• **Request**
Starting at the line that contains "target: 'love' wall sign" and ending at the end of the records, switch "one element per line" to "each element on its own line". Write out those lines again with nothing else changed.

══ Material supplied ══

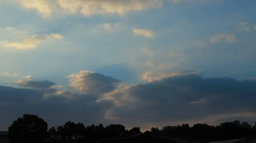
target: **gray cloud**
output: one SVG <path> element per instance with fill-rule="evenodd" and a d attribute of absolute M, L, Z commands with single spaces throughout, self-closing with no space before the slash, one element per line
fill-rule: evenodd
<path fill-rule="evenodd" d="M 49 126 L 73 120 L 86 124 L 120 123 L 144 129 L 175 123 L 215 123 L 239 118 L 251 121 L 256 117 L 254 80 L 204 78 L 192 72 L 170 75 L 131 86 L 90 71 L 69 76 L 73 79 L 70 85 L 82 89 L 84 94 L 52 88 L 0 86 L 0 112 L 5 115 L 0 119 L 0 130 L 6 129 L 25 113 L 38 114 Z M 117 83 L 121 84 L 116 87 Z"/>
<path fill-rule="evenodd" d="M 24 87 L 37 89 L 49 88 L 55 84 L 55 83 L 49 80 L 36 81 L 30 79 L 18 80 L 15 83 L 22 85 Z"/>
<path fill-rule="evenodd" d="M 113 90 L 120 80 L 89 71 L 81 71 L 67 76 L 70 87 L 82 94 L 101 95 Z"/>
<path fill-rule="evenodd" d="M 234 117 L 238 113 L 241 116 L 249 113 L 250 117 L 255 117 L 255 95 L 254 80 L 206 78 L 197 74 L 188 74 L 161 78 L 145 84 L 120 86 L 105 94 L 103 99 L 115 103 L 111 116 L 119 117 L 120 121 L 129 122 L 136 118 L 138 124 L 152 124 L 198 121 L 210 116 L 218 116 L 220 120 L 220 115 L 230 114 Z"/>
<path fill-rule="evenodd" d="M 78 95 L 56 89 L 28 89 L 0 86 L 0 130 L 24 114 L 38 115 L 49 126 L 72 120 L 86 125 L 104 123 L 105 112 L 112 104 L 96 102 L 90 95 Z"/>

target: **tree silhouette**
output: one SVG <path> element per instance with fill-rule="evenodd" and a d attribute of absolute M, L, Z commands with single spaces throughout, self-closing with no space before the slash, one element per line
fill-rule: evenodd
<path fill-rule="evenodd" d="M 205 123 L 196 123 L 191 127 L 188 124 L 167 126 L 161 129 L 154 127 L 151 128 L 151 132 L 143 134 L 141 134 L 139 127 L 128 130 L 124 126 L 119 124 L 111 124 L 106 127 L 101 123 L 85 126 L 82 123 L 68 121 L 56 128 L 52 127 L 48 130 L 47 126 L 47 123 L 37 116 L 24 114 L 23 117 L 14 121 L 9 128 L 10 142 L 94 143 L 101 140 L 104 143 L 131 143 L 134 140 L 151 142 L 154 140 L 157 142 L 160 140 L 155 137 L 158 135 L 195 139 L 207 142 L 256 136 L 256 126 L 252 128 L 246 127 L 233 123 L 223 123 L 216 127 Z M 122 138 L 127 137 L 130 137 Z M 118 140 L 111 139 L 120 137 Z"/>
<path fill-rule="evenodd" d="M 45 143 L 47 129 L 47 124 L 43 119 L 25 114 L 8 128 L 8 136 L 11 143 Z"/>

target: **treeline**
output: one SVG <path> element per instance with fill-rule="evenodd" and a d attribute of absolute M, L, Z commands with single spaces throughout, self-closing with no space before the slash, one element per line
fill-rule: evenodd
<path fill-rule="evenodd" d="M 167 135 L 192 138 L 205 141 L 221 140 L 240 138 L 256 135 L 256 129 L 241 127 L 232 123 L 221 126 L 198 123 L 192 126 L 163 126 L 161 129 L 152 127 L 154 135 Z M 84 126 L 82 123 L 68 121 L 57 128 L 48 128 L 47 123 L 37 115 L 24 114 L 15 120 L 8 128 L 11 143 L 95 143 L 103 139 L 119 138 L 141 133 L 140 127 L 130 130 L 121 124 L 102 124 Z"/>

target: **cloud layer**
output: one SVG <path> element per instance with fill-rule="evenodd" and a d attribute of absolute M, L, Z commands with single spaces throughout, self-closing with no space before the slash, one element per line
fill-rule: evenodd
<path fill-rule="evenodd" d="M 74 120 L 115 122 L 145 128 L 150 127 L 148 125 L 202 119 L 216 124 L 228 118 L 225 114 L 232 117 L 246 115 L 244 117 L 249 119 L 255 117 L 254 80 L 204 78 L 194 71 L 163 74 L 146 83 L 127 86 L 111 77 L 81 71 L 68 76 L 70 87 L 79 94 L 50 88 L 55 83 L 47 80 L 16 82 L 32 88 L 29 89 L 1 86 L 0 111 L 6 114 L 6 117 L 1 119 L 1 128 L 24 113 L 38 114 L 50 125 Z M 215 118 L 209 120 L 210 117 Z M 134 118 L 136 123 L 131 122 Z"/>

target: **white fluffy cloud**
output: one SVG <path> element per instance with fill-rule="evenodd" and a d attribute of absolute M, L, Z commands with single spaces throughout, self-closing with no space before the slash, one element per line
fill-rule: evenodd
<path fill-rule="evenodd" d="M 153 36 L 153 31 L 149 29 L 134 29 L 134 32 L 138 35 L 142 35 L 147 37 L 151 38 Z"/>
<path fill-rule="evenodd" d="M 10 42 L 5 44 L 7 47 L 14 47 L 18 49 L 35 49 L 42 41 L 47 38 L 60 39 L 62 36 L 58 34 L 51 34 L 44 35 L 33 35 L 23 39 L 21 41 Z"/>
<path fill-rule="evenodd" d="M 41 13 L 43 17 L 51 16 L 54 9 L 54 0 L 9 0 L 20 3 L 22 7 L 34 9 Z"/>
<path fill-rule="evenodd" d="M 106 14 L 125 14 L 130 11 L 162 6 L 162 0 L 9 0 L 19 2 L 25 9 L 36 10 L 43 17 L 64 9 L 85 17 Z"/>
<path fill-rule="evenodd" d="M 227 42 L 235 42 L 235 35 L 223 34 L 218 34 L 212 37 L 211 38 L 210 41 L 212 43 L 221 43 L 222 41 L 223 38 L 224 38 Z"/>
<path fill-rule="evenodd" d="M 19 73 L 11 73 L 9 72 L 2 72 L 0 74 L 0 76 L 7 77 L 11 78 L 15 78 L 18 77 L 20 74 Z"/>

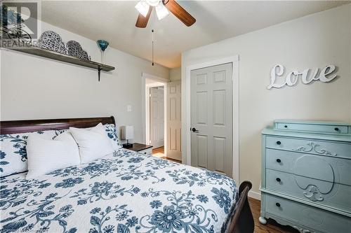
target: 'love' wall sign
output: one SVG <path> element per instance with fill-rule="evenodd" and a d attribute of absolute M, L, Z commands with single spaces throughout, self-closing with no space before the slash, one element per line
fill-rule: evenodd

═══

• **Result**
target: 'love' wall sign
output: one SVG <path> element per instance with fill-rule="evenodd" and a d attribute of absolute M, L, Z commands with single spaces throughout, self-closing with no space before the slash, each element on its own line
fill-rule: evenodd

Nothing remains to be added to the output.